"""

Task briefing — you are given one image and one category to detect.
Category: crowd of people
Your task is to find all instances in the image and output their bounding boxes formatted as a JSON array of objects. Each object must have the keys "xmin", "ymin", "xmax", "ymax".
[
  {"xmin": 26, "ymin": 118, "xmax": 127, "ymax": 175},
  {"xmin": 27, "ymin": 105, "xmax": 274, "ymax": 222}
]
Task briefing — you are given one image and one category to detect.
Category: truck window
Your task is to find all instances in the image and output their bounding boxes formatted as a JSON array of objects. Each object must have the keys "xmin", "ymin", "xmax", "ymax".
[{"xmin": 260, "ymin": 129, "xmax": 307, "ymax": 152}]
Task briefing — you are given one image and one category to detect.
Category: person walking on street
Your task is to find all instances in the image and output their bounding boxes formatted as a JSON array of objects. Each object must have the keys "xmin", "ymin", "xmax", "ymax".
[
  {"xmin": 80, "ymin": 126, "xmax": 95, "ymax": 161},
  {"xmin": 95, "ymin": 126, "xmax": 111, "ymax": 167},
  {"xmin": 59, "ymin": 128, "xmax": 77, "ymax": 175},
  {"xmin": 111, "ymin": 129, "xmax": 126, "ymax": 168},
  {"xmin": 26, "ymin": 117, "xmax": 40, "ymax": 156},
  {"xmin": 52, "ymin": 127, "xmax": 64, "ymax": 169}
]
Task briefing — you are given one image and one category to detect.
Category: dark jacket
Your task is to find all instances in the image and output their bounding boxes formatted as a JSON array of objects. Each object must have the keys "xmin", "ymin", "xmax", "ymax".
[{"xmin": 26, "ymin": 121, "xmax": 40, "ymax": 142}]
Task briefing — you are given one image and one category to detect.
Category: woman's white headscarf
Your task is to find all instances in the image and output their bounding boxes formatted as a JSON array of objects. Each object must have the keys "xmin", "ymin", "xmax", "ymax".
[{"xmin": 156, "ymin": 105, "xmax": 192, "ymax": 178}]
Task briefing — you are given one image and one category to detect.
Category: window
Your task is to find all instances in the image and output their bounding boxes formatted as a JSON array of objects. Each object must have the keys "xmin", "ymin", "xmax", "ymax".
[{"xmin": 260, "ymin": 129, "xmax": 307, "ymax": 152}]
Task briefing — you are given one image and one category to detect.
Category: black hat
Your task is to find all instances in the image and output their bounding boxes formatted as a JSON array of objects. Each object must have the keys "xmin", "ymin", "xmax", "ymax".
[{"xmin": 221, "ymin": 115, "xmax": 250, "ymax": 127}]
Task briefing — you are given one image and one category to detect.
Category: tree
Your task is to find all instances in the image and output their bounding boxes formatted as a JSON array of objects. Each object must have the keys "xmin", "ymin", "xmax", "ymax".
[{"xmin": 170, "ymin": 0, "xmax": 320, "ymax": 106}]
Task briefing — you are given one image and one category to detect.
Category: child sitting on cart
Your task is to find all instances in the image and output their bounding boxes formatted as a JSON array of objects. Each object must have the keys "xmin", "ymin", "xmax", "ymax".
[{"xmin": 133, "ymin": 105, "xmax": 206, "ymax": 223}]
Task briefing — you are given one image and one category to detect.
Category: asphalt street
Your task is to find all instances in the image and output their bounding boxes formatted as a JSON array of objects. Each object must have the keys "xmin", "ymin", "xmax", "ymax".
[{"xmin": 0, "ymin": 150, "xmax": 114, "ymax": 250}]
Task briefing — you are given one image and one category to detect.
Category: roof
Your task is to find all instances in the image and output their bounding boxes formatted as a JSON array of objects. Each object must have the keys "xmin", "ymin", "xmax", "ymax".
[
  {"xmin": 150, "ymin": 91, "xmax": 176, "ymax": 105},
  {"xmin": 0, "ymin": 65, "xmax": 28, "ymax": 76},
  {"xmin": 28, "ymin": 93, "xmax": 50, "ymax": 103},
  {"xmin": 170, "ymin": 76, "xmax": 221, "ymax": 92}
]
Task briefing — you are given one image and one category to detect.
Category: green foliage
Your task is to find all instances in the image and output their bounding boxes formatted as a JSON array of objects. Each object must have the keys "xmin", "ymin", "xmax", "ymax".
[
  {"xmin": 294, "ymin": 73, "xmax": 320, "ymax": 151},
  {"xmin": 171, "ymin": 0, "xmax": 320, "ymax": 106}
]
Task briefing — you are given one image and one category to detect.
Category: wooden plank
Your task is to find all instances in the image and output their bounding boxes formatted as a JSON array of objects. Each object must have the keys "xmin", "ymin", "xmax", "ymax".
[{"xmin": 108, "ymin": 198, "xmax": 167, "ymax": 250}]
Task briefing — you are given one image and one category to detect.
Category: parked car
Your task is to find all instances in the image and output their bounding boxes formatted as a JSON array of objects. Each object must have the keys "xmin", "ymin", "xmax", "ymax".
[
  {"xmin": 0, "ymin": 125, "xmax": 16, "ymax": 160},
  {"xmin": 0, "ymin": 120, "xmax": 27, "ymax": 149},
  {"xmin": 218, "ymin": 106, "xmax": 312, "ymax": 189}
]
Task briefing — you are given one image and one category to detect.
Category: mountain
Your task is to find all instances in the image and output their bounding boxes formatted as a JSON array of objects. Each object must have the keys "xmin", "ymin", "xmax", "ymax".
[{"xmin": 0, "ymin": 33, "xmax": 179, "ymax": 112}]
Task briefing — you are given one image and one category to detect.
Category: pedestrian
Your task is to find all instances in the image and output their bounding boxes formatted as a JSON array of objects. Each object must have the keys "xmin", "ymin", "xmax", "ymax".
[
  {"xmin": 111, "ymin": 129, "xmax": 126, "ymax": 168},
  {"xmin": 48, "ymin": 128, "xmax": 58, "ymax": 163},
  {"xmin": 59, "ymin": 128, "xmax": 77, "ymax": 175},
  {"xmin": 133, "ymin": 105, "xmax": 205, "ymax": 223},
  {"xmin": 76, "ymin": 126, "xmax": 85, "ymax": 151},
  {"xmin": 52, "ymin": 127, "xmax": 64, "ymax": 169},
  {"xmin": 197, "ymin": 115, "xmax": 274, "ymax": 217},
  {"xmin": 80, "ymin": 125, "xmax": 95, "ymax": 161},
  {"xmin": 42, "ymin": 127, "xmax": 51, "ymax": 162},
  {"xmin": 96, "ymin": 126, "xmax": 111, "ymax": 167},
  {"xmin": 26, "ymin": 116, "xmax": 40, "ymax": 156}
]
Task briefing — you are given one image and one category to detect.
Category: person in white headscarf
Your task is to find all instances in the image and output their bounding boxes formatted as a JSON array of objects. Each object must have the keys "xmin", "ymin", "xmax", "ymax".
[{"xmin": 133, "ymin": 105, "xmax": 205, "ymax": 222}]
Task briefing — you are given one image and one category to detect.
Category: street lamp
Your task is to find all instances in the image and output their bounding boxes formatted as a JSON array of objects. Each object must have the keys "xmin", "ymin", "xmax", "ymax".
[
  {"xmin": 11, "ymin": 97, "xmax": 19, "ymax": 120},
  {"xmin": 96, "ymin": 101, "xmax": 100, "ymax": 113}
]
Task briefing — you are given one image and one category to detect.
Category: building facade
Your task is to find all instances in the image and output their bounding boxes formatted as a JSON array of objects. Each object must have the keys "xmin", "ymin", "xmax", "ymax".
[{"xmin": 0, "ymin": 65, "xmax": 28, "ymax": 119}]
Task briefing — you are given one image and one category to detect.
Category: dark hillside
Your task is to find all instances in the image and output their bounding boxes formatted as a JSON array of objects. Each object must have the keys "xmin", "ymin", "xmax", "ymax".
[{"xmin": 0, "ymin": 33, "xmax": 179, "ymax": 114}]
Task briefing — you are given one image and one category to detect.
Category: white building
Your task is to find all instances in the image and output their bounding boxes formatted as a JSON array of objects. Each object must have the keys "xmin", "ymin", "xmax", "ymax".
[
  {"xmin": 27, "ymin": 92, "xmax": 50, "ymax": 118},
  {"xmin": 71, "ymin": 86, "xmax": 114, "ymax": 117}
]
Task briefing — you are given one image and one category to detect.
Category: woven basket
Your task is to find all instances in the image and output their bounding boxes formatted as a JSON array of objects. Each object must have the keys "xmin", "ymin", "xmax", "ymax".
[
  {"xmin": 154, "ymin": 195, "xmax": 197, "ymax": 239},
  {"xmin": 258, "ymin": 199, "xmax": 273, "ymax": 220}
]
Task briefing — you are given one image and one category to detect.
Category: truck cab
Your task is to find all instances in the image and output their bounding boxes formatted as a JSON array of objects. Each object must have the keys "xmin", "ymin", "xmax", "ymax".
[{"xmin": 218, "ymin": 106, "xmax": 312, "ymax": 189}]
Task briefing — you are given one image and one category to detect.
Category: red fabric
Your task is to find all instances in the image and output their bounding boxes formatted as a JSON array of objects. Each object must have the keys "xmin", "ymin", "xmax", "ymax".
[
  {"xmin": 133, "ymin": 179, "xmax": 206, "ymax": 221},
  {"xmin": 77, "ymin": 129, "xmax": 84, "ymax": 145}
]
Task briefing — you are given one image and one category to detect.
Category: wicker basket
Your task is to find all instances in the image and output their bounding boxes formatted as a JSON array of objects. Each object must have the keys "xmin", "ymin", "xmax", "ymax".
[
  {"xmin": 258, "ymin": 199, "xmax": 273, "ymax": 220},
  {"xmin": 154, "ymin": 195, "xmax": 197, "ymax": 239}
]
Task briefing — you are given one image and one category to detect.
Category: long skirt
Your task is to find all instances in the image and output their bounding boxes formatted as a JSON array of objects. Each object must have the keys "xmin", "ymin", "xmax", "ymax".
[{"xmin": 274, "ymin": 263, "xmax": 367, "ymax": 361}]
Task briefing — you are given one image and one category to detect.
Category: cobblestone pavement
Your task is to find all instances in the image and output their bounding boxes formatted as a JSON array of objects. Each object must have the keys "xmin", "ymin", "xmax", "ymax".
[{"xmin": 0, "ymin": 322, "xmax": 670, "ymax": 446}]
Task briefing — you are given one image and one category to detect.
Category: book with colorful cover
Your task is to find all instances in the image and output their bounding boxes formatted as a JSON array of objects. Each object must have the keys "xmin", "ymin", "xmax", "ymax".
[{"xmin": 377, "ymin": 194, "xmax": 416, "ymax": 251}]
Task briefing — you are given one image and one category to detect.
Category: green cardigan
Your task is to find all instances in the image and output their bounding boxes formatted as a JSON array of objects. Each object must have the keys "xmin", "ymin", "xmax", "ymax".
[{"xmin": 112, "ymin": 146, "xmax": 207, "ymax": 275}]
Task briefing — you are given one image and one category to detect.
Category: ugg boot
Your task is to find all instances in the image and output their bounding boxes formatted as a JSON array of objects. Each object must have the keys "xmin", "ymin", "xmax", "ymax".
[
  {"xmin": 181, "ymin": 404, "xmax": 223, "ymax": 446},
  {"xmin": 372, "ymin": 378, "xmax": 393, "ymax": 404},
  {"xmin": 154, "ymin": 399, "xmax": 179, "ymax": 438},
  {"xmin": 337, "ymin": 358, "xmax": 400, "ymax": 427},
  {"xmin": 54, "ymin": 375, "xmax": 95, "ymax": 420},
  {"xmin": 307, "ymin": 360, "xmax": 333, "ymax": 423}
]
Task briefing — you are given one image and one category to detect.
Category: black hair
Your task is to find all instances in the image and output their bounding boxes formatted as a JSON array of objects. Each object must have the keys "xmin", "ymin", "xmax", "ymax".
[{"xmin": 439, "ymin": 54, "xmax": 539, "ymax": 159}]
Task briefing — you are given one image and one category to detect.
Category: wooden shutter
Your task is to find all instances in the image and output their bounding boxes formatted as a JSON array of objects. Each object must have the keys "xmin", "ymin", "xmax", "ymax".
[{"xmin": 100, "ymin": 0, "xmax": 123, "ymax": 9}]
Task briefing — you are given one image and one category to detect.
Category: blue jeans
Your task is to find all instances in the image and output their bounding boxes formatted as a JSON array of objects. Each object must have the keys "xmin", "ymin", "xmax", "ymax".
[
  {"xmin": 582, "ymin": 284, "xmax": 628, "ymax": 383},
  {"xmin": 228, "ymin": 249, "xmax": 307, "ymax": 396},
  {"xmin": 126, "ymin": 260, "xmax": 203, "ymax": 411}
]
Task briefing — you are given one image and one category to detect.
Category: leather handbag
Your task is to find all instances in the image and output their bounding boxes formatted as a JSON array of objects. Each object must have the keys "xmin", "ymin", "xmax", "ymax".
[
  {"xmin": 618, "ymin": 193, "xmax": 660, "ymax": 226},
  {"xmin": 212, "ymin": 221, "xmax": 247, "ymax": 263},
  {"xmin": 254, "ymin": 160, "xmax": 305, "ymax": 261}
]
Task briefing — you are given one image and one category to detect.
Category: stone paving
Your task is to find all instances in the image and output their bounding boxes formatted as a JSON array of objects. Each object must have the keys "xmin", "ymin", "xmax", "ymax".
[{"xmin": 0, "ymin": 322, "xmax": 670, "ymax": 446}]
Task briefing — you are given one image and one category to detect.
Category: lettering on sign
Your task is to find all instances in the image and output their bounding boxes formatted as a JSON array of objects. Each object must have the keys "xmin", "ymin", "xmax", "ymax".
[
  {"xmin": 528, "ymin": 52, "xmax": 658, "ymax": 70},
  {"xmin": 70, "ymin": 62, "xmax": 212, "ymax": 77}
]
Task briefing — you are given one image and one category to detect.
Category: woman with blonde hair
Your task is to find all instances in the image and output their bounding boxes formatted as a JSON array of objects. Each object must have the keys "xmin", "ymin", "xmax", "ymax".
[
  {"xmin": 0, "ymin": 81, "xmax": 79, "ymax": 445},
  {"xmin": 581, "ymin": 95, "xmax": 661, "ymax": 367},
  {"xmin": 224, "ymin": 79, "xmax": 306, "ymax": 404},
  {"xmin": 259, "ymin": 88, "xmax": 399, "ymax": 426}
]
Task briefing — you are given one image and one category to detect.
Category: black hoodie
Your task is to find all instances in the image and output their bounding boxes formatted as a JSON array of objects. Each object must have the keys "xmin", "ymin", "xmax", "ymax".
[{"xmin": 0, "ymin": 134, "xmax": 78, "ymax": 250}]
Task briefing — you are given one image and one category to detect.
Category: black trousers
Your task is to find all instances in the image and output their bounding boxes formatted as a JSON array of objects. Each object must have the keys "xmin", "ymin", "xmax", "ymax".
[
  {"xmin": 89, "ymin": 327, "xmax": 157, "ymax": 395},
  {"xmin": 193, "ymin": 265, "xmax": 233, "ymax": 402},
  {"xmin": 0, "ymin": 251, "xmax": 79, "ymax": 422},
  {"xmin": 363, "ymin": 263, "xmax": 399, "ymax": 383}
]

"""

任务要求 ->
从上面的数据中选出所有含有字符串“building”的行，并逐行原样抄出。匹配时区分大小写。

任务输出 ->
Category: building facade
Category: white building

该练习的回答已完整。